-- PROVIDED TEXT follows --
Classrooms are all the more important in remote areas in the Philippines, with even wider gaps in geographically-isolated, disadvantaged, and conflict-affected areas, or so-called Last Mile Schools. In these areas, online learning is very far from being a viable option with areas lacking electricity and using makeshift facilities for students. Proper physical classrooms provide students and the community with hope towards a better future.
HOPE’s 100th classroom is located in such an area, at Bagong Silang High School in Sitiong Bagong Silang, General Santos City. It is a 100% Indigenous People School that educates members of both the B’laan and T’boli tribes. Its creation serves the community of 1,260 people and keeps students from having to walk 14 kilometers back and forth, equivalent to a two-hour hike, daily to the nearest high school.
-- PROVIDED TEXT concluded --
-- RECORDS SUPPLIED follows --
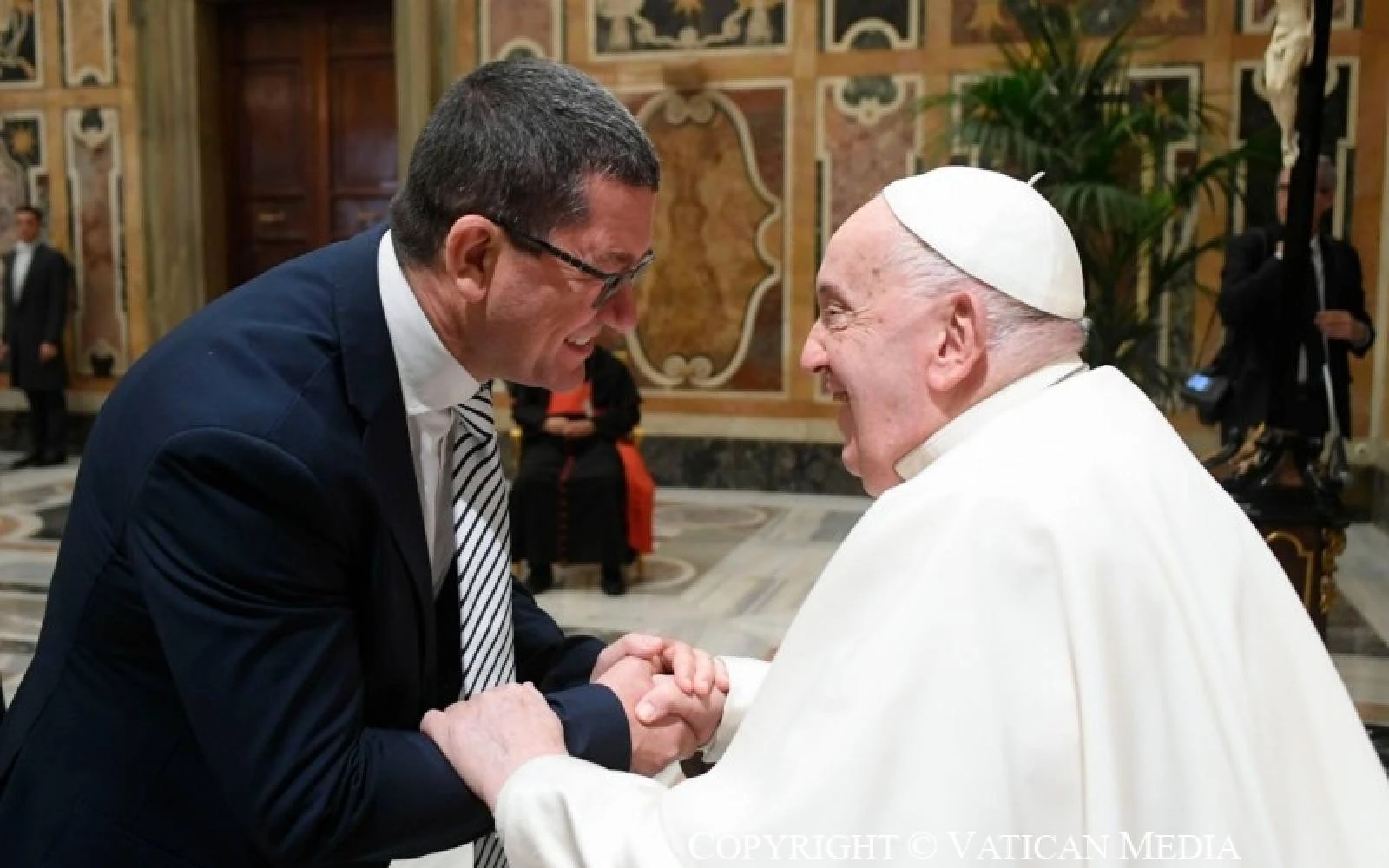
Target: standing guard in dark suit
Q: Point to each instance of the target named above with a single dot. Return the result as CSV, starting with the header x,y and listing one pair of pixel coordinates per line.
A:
x,y
288,541
1335,323
36,291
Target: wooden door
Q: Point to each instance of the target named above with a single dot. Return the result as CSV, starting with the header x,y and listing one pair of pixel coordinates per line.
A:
x,y
309,125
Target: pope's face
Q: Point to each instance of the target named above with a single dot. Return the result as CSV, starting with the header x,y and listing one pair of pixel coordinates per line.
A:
x,y
870,347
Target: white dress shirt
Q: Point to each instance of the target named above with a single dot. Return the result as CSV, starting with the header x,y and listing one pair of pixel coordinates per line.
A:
x,y
432,382
23,259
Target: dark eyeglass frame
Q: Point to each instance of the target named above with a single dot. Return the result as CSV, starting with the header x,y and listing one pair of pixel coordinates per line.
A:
x,y
613,281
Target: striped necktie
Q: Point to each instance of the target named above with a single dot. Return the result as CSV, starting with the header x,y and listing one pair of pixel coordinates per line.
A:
x,y
483,552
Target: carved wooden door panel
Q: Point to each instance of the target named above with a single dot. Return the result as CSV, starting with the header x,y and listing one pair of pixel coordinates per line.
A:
x,y
309,125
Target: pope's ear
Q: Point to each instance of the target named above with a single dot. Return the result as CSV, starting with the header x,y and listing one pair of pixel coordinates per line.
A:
x,y
470,256
958,349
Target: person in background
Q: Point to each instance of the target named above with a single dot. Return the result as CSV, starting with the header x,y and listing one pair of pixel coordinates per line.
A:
-- RECORDS SUPPLIED concluded --
THINGS TO DO:
a - Print the text about HOPE's 100th classroom between "Classrooms are all" and "a better future.", inclusive.
b - Answer these questions from the text about HOPE's 100th classroom:
(i) What are geographically-isolated, disadvantaged, and conflict-affected areas called?
(ii) Which two tribes does Bagong Silang High School educate?
(iii) How many kilometers would students otherwise walk back and forth each day to the nearest high school?

ANSWER SET:
a -
Classrooms are all the more important in remote areas in the Philippines, with even wider gaps in geographically-isolated, disadvantaged, and conflict-affected areas, or so-called Last Mile Schools. In these areas, online learning is very far from being a viable option with areas lacking electricity and using makeshift facilities for students. Proper physical classrooms provide students and the community with hope towards a better future.

b -
(i) Last Mile Schools
(ii) The B'laan and T'boli tribes
(iii) 14 kilometers